> **EXERCICE PROPOSÉ A**: Mettez à l'échelle les enregistrements qui commencent à la ligne contenant « Spot gray trousers. » et se terminent à la fin des enregistrements, ces deux bornes incluses. Recopiez toutes ces lignes telles quelles, mais multipliez par 2 chaque coordonnée figurant dans les réponses, puis arrondissez-la à l'entier (les demies vers le haut).

> **EXTRAIT DE PAGE**:
╔══

Nationalité de l'auteur : Française
Genre : Roman
Courant : Autres
Siècle : 20e siècle
Groupe d'âge visé : Collégial
Auteur de la séquence : Patrick Kallis
Date du dépôt : Hiver 2009


 

Justification de l'oeuvre

 

La séquence didactique qui est ici présentée s’inscrit dans le cadre de l’ensemble deux du parcours littéraire de la formation générale au collégial du système d’éducation québécois. Dans l’éventualité d’un enseignement à l’extérieur du Québec, elle s’adresse à des étudiants ayant entre dix-sept et dix-neuf ans. L’objet de cette séquence didactique est le roman La vie devant soi de l’écrivain français Romain Gary, publié initialement sous le pseudonyme d’Émile Ajar. Il nous semble que l’enseignement de ce roman au collégial est un choix éclairé puisque cette œuvre, parce qu’elle aborde un problème social actuel, c’est-à-dire la multiethnicité urbaine et les problèmes d’intégration qui en découlent, risque fort d’intéresser les étudiants. Aussi, elle permet d’aborder le courant de l’humanisme en littérature.

╚══

> **EXERCICE PROPOSÉ B**: Dans l'extrait de page, recopiez le passage commençant à « La séquence didactique » et se terminant à « l’humanisme en littérature. », en remplaçant « étudiants » par « élèves ».

> **ENREGISTREMENTS AFFICHÉS**:
╔══

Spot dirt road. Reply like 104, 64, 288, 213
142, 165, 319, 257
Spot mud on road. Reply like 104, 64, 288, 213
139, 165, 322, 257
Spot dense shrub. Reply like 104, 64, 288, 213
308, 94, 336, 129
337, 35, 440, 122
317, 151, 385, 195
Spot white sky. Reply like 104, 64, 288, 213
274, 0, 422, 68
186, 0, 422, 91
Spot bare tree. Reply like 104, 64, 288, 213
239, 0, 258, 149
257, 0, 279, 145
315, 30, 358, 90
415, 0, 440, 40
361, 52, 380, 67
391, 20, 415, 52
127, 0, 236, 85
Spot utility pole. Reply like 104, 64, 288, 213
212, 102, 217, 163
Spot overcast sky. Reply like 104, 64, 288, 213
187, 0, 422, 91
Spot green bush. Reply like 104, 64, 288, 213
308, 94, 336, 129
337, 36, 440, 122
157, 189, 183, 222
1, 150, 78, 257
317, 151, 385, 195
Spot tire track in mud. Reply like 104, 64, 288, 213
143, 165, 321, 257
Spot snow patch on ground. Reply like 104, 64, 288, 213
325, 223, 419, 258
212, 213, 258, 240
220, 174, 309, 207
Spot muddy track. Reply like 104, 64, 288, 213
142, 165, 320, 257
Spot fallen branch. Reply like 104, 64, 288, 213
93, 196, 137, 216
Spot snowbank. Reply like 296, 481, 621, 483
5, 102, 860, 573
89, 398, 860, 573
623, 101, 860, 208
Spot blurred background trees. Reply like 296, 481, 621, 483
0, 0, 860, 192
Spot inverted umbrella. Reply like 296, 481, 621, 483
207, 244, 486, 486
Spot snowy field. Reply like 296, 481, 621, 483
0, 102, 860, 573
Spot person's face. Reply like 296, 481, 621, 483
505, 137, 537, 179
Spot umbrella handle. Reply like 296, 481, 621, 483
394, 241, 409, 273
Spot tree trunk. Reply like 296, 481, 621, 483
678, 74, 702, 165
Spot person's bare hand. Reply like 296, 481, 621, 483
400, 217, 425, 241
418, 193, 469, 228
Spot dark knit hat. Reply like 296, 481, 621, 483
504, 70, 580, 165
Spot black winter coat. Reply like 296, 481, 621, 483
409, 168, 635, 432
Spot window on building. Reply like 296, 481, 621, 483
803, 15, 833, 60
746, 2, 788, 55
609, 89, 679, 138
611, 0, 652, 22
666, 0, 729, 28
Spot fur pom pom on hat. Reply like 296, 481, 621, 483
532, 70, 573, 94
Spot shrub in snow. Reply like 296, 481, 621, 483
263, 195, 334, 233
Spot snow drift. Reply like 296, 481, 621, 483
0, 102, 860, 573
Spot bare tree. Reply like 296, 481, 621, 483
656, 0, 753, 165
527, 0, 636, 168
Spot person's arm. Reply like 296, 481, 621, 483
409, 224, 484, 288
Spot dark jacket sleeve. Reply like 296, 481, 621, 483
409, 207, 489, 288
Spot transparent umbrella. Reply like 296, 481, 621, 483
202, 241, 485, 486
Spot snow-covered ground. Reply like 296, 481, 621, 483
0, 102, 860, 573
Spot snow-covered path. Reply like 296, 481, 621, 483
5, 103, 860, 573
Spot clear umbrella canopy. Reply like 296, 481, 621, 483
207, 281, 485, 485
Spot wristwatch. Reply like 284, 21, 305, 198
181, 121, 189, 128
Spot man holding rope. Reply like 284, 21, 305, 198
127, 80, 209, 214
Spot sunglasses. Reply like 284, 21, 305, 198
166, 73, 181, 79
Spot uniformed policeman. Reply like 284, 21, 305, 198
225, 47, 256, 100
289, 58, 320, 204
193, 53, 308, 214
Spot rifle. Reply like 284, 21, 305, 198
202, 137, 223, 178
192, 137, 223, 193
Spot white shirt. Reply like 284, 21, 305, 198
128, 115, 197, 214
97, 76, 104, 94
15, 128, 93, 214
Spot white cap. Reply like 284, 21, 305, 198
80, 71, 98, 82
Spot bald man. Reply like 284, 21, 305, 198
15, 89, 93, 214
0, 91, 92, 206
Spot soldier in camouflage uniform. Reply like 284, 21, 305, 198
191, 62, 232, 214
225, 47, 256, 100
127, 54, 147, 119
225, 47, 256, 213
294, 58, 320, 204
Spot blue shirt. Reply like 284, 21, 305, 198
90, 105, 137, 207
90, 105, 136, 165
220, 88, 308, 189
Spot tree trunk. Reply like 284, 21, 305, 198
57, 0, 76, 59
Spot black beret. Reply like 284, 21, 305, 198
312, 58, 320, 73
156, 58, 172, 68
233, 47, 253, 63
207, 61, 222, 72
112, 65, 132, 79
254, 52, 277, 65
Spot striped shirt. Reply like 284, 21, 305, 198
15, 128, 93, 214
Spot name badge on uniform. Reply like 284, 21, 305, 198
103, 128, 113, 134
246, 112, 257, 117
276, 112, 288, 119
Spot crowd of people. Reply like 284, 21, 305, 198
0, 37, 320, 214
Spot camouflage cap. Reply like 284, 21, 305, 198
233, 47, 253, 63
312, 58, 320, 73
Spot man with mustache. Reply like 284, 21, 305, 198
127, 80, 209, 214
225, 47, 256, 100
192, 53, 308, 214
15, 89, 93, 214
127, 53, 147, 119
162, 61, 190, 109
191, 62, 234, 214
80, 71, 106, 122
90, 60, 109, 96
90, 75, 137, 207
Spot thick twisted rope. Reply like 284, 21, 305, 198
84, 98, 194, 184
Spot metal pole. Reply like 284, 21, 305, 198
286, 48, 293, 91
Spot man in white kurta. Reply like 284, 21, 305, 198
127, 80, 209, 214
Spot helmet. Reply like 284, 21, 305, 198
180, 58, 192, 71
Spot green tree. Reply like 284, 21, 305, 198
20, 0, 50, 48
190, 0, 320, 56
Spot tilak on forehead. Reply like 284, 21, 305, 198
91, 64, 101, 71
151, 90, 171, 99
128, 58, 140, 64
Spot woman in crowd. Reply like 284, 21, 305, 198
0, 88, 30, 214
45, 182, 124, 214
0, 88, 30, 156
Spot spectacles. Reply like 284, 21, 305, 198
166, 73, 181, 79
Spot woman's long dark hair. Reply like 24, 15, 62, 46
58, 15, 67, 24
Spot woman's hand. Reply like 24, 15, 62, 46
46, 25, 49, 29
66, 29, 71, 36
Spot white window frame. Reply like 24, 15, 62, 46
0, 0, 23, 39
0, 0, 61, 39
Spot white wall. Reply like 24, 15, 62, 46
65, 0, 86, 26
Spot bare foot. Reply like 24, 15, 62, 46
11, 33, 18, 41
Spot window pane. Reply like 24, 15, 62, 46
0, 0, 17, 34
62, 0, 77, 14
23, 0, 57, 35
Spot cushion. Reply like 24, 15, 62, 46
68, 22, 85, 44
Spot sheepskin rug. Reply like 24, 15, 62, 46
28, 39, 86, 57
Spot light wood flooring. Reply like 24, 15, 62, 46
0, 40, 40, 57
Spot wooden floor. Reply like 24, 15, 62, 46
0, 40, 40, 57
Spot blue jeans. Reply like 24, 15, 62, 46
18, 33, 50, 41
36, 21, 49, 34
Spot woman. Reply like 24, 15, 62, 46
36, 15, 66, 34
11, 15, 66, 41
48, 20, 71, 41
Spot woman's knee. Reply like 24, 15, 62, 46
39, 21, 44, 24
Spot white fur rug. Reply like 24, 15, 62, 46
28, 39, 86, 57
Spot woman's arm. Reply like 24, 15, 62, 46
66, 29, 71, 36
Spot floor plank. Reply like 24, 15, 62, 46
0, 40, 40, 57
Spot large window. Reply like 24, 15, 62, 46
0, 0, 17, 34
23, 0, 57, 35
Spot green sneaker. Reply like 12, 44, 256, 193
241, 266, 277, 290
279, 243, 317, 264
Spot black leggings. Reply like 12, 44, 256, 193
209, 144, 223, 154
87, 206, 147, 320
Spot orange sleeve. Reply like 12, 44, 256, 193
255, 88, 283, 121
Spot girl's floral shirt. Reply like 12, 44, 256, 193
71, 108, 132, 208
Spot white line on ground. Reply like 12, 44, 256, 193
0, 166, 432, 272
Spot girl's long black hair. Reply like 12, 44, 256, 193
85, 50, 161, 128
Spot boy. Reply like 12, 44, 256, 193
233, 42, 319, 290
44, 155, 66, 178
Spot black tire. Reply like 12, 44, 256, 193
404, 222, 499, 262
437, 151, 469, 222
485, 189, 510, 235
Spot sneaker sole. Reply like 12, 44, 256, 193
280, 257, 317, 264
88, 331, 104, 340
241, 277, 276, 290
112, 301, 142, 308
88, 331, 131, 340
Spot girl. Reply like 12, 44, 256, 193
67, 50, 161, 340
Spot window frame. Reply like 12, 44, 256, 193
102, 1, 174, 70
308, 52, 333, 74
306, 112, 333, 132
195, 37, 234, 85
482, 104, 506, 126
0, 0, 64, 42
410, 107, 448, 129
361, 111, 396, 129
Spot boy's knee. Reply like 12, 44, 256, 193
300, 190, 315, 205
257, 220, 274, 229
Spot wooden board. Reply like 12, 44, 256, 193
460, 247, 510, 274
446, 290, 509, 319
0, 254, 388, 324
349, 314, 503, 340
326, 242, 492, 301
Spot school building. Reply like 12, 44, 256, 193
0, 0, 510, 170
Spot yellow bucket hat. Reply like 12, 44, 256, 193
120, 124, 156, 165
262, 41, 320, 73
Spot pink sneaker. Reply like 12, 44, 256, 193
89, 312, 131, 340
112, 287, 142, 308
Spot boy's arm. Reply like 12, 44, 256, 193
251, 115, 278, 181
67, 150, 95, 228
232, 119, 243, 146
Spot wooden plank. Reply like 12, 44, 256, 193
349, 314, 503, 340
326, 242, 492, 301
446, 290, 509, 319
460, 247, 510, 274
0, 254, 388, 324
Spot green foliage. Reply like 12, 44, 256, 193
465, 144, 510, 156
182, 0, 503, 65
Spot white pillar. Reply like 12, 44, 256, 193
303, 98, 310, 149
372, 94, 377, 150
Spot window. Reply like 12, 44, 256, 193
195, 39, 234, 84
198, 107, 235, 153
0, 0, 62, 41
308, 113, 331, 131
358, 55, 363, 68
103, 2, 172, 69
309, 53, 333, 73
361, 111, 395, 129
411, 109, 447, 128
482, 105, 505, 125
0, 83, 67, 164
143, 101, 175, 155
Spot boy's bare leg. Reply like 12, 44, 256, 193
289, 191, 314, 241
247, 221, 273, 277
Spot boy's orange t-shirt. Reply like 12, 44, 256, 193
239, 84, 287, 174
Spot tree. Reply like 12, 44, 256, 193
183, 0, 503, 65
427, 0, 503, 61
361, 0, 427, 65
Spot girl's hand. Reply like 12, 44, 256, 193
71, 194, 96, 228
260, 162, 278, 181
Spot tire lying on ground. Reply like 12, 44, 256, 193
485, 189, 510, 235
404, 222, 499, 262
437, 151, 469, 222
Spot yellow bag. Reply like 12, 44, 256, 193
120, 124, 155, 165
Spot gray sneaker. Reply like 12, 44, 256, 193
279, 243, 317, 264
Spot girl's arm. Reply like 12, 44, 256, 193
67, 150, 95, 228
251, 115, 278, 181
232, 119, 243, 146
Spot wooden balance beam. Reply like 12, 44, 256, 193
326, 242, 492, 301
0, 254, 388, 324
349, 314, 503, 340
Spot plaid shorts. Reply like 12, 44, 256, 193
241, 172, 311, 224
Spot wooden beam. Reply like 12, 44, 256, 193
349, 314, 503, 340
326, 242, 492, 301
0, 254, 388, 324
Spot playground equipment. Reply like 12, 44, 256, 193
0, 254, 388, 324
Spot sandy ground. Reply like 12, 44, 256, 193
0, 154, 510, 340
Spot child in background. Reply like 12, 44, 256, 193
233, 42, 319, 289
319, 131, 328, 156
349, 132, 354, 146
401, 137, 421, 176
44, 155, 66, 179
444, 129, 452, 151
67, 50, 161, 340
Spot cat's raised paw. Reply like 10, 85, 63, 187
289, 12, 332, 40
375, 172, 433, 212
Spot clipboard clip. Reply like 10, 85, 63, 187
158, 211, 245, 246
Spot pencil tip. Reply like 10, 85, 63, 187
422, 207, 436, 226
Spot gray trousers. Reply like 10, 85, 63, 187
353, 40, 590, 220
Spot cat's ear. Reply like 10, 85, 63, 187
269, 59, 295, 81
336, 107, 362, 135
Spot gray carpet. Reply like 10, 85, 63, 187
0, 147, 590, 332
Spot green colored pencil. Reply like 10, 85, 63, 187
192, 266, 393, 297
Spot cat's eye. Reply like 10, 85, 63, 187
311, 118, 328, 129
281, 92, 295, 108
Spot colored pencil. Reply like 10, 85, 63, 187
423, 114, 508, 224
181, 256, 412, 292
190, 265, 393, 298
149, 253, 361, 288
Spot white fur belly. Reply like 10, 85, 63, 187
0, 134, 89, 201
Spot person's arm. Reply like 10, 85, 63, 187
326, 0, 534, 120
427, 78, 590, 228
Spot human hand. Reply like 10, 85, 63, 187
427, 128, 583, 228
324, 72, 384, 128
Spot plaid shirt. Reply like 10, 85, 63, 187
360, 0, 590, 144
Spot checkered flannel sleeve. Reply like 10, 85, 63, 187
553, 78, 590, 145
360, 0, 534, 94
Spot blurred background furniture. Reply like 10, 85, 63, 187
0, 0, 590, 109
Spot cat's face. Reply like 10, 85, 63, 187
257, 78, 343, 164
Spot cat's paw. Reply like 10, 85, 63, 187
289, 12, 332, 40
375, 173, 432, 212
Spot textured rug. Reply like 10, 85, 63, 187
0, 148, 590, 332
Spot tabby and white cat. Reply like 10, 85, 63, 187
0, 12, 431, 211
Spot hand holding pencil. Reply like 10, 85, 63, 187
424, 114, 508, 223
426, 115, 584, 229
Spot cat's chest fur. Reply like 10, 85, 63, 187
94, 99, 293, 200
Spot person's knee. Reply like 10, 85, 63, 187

╚══

> **RÉPONSE COMPLÈTE A**:
Spot gray trousers. Reply like 10, 85, 63, 187
706, 80, 1180, 440
Spot cat's ear. Reply like 10, 85, 63, 187
538, 118, 590, 162
672, 214, 724, 270
Spot gray carpet. Reply like 10, 85, 63, 187
0, 294, 1180, 664
Spot green colored pencil. Reply like 10, 85, 63, 187
384, 532, 786, 594
Spot cat's eye. Reply like 10, 85, 63, 187
622, 236, 656, 258
562, 184, 590, 216
Spot colored pencil. Reply like 10, 85, 63, 187
846, 228, 1016, 448
362, 512, 824, 584
380, 530, 786, 596
298, 506, 722, 576
Spot white fur belly. Reply like 10, 85, 63, 187
0, 268, 178, 402
Spot person's arm. Reply like 10, 85, 63, 187
652, 0, 1068, 240
854, 156, 1180, 456
Spot human hand. Reply like 10, 85, 63, 187
854, 256, 1166, 456
648, 144, 768, 256
Spot plaid shirt. Reply like 10, 85, 63, 187
720, 0, 1180, 288
Spot checkered flannel sleeve. Reply like 10, 85, 63, 187
1106, 156, 1180, 290
720, 0, 1068, 188
Spot blurred background furniture. Reply like 10, 85, 63, 187
0, 0, 1180, 218
Spot cat's face. Reply like 10, 85, 63, 187
514, 156, 686, 328
Spot cat's paw. Reply like 10, 85, 63, 187
578, 24, 664, 80
750, 346, 864, 424
Spot textured rug. Reply like 10, 85, 63, 187
0, 296, 1180, 664
Spot tabby and white cat. Reply like 10, 85, 63, 187
0, 24, 862, 422
Spot hand holding pencil. Reply like 10, 85, 63, 187
848, 228, 1016, 446
852, 230, 1168, 458
Spot cat's chest fur. Reply like 10, 85, 63, 187
188, 198, 586, 400
Spot person's knee. Reply like 10, 85, 63, 187

> **RÉPONSE COMPLÈTE B**:
La séquence didactique qui est ici présentée s’inscrit dans le cadre de l’ensemble deux du parcours littéraire de la formation générale au collégial du système d’éducation québécois. Dans l’éventualité d’un enseignement à l’extérieur du Québec, elle s’adresse à des élèves ayant entre dix-sept et dix-neuf ans. L’objet de cette séquence didactique est le roman La vie devant soi de l’écrivain français Romain Gary, publié initialement sous le pseudonyme d’Émile Ajar. Il nous semble que l’enseignement de ce roman au collégial est un choix éclairé puisque cette œuvre, parce qu’elle aborde un problème social actuel, c’est-à-dire la multiethnicité urbaine et les problèmes d’intégration qui en découlent, risque fort d’intéresser les élèves. Aussi, elle permet d’aborder le courant de l’humanisme en littérature.